Process Herpaderping: Bypassing Signature Scanning via OS File Modification

To fully grasp the concept of Process Herpaderping, it is crucial to first understand the foundational components of how Windows handles files, process creation, and security scanning.

The Anatomy of Process Creation

In the Windows operating system, creating a process is not a single, atomic operation. Instead, it is a multi-step procedure that involves several internal components and Application Programming Interfaces (APIs). Generally, the process creation workflow follows these steps:

1. File Opening: The executable file (.exe) is opened on the disk.
2. Image Mapping: The operating system creates a section object to map the executable file into the memory space.
3. Process Object Creation: A process object is instantiated in the kernel, acting as a container for the application.
4. Thread Creation: The primary thread for the process is created.
5. Security Scanning: EDR or AV solutions typically intercept the process creation at various stages (often through kernel callbacks like PspCreateProcessNotifyRoutine) to scan the memory-mapped image and the on-disk file for malicious signatures.
6. Execution Initialization: Finally, the thread begins execution.

What is Process Herpaderping?

» **Exercise aim**
From the Process Herpaderping write-up, copy out everything from "1. File Opening: The" down to "for malicious signatures.".

[Material from a data collection]
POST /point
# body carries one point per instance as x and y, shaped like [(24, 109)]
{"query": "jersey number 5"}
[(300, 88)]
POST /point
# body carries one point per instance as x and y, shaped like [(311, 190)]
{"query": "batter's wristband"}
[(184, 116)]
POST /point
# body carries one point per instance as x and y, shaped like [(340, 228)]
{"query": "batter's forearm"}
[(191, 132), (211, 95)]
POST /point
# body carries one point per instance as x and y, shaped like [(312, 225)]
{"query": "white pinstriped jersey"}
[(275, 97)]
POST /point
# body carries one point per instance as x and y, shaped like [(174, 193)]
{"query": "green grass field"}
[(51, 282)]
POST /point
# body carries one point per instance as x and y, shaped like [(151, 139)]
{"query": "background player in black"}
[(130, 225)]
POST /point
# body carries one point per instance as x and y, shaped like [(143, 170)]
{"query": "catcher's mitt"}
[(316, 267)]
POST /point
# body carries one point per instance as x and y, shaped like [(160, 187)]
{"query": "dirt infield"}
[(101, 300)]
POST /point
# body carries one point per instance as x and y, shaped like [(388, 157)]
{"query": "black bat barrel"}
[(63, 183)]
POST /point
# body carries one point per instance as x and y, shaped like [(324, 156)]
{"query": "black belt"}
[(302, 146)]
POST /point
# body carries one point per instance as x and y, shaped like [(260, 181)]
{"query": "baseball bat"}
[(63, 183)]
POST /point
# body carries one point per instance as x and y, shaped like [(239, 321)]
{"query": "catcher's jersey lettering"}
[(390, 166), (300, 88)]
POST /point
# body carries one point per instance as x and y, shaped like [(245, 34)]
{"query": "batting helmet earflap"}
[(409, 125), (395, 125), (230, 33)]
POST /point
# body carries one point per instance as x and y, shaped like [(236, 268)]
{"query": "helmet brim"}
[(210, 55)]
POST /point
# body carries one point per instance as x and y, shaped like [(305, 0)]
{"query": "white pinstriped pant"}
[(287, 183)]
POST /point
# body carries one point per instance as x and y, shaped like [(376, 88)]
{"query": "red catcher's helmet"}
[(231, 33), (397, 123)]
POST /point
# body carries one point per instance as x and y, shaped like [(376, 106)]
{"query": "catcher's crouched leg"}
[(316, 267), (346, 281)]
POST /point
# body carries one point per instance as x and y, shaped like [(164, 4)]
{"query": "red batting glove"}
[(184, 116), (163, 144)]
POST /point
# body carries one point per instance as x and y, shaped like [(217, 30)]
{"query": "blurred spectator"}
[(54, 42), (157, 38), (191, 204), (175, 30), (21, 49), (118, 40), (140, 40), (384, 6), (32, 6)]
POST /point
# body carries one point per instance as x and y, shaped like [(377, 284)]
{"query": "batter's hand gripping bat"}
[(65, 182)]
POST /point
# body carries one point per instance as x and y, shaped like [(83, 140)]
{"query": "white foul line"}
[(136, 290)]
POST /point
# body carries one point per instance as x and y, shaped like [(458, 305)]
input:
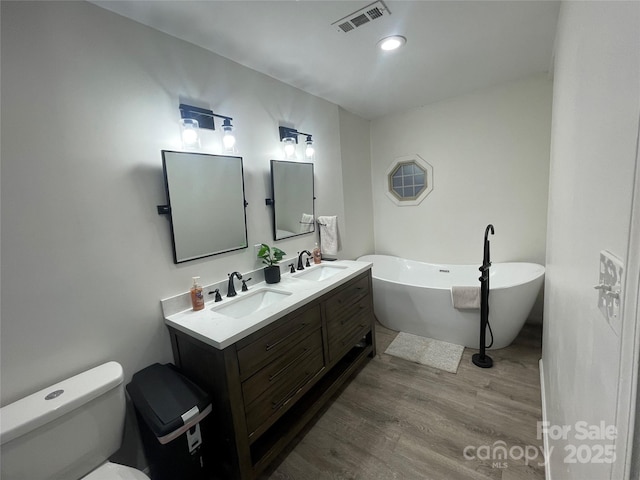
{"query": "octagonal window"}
[(410, 180)]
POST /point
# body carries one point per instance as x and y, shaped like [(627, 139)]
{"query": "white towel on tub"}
[(465, 297), (328, 234)]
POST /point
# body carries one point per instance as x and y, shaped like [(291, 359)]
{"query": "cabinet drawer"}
[(288, 331), (350, 294), (281, 368), (269, 406), (345, 331)]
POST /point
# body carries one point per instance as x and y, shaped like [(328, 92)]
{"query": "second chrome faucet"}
[(231, 289), (300, 267)]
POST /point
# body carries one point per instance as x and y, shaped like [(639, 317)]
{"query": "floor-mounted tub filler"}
[(415, 297)]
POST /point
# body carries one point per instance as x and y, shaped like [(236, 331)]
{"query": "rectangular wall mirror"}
[(293, 206), (205, 203)]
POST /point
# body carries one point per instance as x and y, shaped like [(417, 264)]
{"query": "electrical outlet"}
[(610, 288)]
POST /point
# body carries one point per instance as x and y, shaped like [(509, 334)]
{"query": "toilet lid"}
[(115, 471)]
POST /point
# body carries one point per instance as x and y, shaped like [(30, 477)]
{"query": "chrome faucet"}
[(300, 267), (231, 289)]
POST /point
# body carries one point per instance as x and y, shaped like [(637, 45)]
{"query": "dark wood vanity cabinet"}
[(268, 385)]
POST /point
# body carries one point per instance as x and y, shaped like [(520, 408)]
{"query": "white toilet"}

» **Finished exercise**
1. File Opening: The executable file (.exe) is opened on the disk.
2. Image Mapping: The operating system creates a section object to map the executable file into the memory space.
3. Process Object Creation: A process object is instantiated in the kernel, acting as a container for the application.
4. Thread Creation: The primary thread for the process is created.
5. Security Scanning: EDR or AV solutions typically intercept the process creation at various stages (often through kernel callbacks like PspCreateProcessNotifyRoutine) to scan the memory-mapped image and the on-disk file for malicious signatures.